== Records supplied ==
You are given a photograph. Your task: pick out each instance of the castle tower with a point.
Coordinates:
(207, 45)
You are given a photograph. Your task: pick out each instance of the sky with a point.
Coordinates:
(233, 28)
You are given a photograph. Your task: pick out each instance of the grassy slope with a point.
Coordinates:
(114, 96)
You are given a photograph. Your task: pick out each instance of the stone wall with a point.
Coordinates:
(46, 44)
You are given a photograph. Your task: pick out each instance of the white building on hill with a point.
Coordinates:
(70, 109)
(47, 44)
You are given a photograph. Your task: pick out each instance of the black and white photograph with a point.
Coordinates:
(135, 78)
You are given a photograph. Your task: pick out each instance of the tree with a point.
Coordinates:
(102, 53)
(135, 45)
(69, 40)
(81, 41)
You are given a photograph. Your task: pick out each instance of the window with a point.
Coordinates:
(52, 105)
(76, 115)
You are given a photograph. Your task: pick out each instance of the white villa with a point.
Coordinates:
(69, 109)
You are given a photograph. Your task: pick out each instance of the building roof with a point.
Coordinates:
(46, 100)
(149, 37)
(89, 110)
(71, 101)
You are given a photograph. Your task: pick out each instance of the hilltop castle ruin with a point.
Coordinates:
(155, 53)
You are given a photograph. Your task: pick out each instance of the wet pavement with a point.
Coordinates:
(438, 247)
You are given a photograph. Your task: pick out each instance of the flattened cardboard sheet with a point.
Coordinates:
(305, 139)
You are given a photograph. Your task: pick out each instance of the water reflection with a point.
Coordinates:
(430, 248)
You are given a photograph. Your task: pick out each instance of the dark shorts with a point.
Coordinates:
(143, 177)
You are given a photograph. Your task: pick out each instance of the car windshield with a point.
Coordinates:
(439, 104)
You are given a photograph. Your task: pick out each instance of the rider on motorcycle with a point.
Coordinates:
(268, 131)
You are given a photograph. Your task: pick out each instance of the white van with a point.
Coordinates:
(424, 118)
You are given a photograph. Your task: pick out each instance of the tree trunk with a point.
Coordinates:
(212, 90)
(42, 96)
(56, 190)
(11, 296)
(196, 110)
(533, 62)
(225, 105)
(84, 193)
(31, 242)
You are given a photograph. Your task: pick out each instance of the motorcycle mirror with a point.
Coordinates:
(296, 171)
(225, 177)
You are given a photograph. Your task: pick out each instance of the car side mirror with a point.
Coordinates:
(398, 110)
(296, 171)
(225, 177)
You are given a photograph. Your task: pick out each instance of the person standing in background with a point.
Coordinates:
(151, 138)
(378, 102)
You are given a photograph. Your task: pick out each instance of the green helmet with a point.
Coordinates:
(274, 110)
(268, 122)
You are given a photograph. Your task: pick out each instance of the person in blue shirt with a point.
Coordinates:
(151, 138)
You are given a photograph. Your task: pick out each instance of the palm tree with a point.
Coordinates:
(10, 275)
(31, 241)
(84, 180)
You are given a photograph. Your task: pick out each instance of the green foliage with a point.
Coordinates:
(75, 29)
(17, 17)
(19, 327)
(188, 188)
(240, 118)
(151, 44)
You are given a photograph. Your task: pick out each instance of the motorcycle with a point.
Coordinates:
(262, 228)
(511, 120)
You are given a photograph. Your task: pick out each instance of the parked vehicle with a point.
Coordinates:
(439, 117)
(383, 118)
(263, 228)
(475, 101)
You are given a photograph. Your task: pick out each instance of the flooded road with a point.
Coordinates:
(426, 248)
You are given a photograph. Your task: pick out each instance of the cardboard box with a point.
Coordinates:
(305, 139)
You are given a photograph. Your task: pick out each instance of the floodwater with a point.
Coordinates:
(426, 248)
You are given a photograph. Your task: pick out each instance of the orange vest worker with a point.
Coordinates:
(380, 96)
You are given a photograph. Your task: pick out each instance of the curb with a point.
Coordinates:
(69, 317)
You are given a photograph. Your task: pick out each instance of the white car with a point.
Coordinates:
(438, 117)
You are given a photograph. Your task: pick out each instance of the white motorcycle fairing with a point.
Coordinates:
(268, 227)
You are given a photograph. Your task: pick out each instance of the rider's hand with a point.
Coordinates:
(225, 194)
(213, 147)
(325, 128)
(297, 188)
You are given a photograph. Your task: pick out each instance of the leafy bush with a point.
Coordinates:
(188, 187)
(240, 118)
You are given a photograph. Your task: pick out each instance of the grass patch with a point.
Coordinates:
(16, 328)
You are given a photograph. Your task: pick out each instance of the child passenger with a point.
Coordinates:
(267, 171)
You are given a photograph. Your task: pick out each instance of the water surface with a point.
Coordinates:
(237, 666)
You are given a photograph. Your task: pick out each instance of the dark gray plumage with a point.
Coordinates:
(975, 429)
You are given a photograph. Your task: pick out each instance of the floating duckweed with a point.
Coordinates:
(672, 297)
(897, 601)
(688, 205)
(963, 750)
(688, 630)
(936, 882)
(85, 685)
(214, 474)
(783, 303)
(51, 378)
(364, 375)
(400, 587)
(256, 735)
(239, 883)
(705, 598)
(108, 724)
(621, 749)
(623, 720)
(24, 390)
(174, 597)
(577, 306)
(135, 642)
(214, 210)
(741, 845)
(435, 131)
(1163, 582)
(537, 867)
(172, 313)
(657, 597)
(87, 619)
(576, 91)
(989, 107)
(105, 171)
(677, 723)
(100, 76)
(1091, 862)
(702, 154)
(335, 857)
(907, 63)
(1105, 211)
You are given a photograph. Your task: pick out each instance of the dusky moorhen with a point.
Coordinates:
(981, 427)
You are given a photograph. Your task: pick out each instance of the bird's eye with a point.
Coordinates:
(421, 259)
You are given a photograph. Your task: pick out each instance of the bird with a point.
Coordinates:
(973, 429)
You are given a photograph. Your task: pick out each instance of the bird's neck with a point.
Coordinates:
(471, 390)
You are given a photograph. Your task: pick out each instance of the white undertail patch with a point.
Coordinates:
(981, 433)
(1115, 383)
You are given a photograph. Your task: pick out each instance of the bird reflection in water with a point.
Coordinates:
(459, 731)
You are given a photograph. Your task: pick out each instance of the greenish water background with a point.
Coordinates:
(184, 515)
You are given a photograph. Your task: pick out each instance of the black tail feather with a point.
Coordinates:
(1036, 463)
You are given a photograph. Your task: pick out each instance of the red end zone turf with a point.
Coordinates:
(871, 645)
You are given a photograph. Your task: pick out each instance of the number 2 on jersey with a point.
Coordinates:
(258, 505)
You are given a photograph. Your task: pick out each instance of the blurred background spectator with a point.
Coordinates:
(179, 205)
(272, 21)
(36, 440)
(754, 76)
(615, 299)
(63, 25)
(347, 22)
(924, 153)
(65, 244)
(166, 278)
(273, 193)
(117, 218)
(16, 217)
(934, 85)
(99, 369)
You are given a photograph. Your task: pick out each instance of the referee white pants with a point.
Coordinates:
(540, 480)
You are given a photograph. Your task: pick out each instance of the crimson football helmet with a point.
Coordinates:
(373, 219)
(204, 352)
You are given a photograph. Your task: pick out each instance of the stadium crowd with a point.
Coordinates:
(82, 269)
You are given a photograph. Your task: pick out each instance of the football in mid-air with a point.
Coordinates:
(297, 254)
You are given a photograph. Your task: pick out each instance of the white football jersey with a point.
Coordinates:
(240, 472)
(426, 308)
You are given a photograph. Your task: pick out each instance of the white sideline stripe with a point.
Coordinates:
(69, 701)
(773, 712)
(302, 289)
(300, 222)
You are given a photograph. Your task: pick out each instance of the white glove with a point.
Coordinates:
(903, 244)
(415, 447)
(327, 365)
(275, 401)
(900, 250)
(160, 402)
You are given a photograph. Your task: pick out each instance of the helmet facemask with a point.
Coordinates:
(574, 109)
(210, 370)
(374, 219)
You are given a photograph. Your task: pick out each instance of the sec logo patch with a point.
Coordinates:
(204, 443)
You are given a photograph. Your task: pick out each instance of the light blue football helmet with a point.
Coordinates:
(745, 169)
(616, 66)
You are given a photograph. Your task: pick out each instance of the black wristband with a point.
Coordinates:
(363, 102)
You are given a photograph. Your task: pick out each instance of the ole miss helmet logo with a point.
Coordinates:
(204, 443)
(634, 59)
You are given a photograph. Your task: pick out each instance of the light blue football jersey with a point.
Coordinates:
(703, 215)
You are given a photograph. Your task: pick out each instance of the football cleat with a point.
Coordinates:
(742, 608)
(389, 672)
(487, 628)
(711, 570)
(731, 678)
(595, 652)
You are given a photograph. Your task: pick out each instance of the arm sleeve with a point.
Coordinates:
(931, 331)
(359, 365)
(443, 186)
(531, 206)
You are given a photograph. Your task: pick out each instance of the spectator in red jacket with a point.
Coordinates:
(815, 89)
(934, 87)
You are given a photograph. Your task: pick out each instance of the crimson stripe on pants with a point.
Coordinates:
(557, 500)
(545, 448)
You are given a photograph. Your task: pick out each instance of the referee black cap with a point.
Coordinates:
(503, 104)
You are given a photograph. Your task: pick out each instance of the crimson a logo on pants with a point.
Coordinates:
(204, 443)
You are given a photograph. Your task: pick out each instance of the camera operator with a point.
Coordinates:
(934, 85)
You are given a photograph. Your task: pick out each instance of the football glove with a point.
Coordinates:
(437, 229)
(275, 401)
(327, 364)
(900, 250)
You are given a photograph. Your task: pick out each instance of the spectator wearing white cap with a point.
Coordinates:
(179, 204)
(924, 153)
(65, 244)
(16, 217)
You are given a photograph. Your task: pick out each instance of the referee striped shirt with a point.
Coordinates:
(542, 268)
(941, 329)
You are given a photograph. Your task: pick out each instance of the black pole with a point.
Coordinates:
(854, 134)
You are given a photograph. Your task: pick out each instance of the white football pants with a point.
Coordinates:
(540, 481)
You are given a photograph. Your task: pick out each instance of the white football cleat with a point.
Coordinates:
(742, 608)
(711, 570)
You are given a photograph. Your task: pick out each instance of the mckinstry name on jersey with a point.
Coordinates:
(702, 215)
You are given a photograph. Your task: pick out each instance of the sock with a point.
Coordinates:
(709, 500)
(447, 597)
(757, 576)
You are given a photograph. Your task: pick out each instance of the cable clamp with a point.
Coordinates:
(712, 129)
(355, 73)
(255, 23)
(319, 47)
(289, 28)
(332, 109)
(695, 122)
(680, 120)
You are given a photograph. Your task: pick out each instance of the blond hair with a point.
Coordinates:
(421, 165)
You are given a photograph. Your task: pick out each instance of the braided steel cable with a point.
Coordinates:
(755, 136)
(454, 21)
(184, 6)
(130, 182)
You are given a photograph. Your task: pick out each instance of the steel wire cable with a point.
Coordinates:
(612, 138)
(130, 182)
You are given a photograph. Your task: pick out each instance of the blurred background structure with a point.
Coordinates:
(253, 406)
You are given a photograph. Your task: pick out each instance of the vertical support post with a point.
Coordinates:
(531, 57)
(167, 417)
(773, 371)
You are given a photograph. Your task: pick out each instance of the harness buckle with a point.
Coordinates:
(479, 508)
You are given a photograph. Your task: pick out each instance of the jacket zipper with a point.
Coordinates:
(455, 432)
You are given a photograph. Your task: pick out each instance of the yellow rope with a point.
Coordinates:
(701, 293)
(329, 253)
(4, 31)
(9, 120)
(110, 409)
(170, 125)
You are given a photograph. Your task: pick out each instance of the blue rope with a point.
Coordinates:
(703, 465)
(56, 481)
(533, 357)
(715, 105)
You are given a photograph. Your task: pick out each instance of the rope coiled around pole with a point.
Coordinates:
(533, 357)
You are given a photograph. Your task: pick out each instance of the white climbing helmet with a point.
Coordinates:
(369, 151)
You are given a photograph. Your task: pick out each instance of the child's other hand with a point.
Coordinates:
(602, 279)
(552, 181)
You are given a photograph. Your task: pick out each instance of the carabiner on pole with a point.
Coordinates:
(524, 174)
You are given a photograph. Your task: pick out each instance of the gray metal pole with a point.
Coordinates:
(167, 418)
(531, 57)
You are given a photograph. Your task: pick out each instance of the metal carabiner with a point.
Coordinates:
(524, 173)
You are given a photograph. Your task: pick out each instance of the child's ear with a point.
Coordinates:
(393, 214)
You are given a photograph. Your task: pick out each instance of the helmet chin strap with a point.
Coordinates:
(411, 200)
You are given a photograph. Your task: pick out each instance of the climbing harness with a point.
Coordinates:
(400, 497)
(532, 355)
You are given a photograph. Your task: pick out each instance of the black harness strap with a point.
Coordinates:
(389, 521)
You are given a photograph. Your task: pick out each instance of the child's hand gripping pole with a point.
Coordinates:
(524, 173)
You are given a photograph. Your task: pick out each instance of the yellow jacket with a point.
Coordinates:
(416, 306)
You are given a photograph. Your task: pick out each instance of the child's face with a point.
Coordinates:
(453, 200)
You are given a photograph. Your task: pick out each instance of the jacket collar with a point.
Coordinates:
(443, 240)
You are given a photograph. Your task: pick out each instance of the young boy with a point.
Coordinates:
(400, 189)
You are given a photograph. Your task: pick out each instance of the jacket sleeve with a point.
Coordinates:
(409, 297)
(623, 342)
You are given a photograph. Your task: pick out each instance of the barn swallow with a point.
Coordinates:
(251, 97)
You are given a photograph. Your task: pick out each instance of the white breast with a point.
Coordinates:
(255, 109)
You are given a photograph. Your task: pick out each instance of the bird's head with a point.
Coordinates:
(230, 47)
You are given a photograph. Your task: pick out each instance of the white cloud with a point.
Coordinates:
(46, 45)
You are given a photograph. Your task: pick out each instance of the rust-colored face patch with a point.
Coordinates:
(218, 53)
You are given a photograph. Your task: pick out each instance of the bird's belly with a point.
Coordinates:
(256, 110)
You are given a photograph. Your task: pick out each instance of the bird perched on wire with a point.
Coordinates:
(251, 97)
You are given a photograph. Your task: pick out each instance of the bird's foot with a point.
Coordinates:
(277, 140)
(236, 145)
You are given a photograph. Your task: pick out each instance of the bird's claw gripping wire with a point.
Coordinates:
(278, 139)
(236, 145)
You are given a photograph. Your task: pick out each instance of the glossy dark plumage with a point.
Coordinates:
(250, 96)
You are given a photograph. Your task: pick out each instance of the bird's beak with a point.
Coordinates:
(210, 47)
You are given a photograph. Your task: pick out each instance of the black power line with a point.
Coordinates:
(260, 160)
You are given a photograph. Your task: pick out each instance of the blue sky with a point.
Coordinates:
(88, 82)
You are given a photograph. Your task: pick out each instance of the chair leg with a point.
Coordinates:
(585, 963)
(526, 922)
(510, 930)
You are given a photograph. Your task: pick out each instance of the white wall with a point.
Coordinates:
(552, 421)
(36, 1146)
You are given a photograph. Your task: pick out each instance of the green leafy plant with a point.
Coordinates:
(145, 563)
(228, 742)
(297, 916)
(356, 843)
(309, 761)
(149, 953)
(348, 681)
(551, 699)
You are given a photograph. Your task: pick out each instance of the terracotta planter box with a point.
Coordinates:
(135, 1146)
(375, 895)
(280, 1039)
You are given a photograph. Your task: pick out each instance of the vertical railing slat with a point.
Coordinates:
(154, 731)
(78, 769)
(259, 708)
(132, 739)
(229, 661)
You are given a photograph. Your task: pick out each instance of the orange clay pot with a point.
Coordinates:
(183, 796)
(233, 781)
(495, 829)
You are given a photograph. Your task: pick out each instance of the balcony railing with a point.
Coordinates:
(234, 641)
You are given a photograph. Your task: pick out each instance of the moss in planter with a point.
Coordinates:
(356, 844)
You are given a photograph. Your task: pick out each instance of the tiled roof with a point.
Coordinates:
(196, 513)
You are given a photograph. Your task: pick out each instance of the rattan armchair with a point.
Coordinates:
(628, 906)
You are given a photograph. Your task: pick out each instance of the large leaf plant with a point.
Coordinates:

== Set problem ==
Reproduce the lines of the listing that begin at the one containing "leafy plant with a point." and end at the one containing "(280, 1039)", substituting "flower" for "planter" and leaving everything else unchanged.

== Final result ==
You are given a photograph. Your task: pick out each instance of the green leafy plant with a point.
Coordinates:
(145, 563)
(228, 742)
(297, 916)
(356, 843)
(309, 761)
(149, 953)
(348, 681)
(551, 699)
You are given a photograph. Your task: pick out each instance of the terracotta flower box with a point.
Coordinates:
(135, 1146)
(375, 895)
(280, 1039)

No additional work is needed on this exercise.